== PROMPT ==
Write out exactly, please, the lines from the one containing "the dark red" to the end of the material.

-- START OF AVAILABLE DATA --

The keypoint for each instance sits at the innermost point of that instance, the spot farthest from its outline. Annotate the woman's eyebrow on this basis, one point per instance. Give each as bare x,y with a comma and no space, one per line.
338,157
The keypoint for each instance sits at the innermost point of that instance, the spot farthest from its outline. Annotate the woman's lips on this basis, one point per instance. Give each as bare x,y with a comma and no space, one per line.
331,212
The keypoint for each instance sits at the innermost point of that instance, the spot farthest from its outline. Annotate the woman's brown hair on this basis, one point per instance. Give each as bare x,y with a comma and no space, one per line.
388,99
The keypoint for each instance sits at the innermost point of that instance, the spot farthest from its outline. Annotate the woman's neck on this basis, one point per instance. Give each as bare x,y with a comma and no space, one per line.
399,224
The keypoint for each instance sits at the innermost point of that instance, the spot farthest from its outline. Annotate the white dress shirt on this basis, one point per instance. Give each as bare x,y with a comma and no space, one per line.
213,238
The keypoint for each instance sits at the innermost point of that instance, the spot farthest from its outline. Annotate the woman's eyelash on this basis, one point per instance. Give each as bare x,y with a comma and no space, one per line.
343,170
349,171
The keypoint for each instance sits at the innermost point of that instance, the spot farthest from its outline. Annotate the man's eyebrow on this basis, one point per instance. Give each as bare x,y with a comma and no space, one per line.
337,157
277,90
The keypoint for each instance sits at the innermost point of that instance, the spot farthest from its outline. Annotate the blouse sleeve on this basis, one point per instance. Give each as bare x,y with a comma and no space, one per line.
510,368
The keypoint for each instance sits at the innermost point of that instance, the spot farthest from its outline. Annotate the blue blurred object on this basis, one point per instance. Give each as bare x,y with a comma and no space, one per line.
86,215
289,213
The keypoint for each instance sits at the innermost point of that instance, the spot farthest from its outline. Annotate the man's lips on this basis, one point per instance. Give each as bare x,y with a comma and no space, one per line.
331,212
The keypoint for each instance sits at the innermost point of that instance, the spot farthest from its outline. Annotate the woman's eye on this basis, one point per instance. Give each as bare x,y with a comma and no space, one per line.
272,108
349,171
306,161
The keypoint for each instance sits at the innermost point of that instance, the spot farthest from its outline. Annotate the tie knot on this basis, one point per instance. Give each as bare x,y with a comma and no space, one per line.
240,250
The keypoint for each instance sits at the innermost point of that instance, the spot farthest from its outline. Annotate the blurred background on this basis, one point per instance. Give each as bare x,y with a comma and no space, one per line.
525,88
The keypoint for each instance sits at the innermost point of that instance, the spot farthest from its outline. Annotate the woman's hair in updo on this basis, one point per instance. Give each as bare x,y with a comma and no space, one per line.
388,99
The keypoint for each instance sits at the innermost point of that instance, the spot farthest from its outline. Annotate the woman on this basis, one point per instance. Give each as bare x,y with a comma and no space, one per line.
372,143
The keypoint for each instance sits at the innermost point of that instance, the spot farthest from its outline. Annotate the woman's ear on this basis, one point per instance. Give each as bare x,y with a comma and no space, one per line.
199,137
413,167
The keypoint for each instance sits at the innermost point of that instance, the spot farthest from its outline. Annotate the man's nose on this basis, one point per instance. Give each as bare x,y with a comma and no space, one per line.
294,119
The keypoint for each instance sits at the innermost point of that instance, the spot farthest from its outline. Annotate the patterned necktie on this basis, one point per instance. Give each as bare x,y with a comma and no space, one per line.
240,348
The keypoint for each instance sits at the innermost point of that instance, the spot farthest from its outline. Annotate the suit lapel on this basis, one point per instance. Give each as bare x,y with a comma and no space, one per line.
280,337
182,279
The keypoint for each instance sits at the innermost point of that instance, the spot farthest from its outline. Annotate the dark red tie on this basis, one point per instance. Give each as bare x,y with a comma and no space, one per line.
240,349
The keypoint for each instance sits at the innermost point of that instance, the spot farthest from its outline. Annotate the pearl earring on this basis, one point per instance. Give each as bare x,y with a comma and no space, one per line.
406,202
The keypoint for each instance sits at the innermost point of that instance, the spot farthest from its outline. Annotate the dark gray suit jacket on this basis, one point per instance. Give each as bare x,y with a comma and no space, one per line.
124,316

-- END OF AVAILABLE DATA --

== ANSWER TO THIS EXERCISE ==
The keypoint for each instance sits at the innermost point of that instance, the spot farthest from its outline. Annotate the dark red tie on this basis, one point per instance. Give each as bare x,y with a comma and no space, one per line.
240,349
The keypoint for each instance sits at the innermost point of that instance, the spot farthest from its outline. Annotate the pearl earring on this basis, one point per instance. Give each as bare x,y with a comma and no space, one per line.
406,202
The keypoint for each instance sits at the innermost point of that instance, the spot farthest from its outline. Annotate the dark gray suit jacket on this basis, one point per instance. Give each as bare x,y with a comma and no space, one per line.
124,316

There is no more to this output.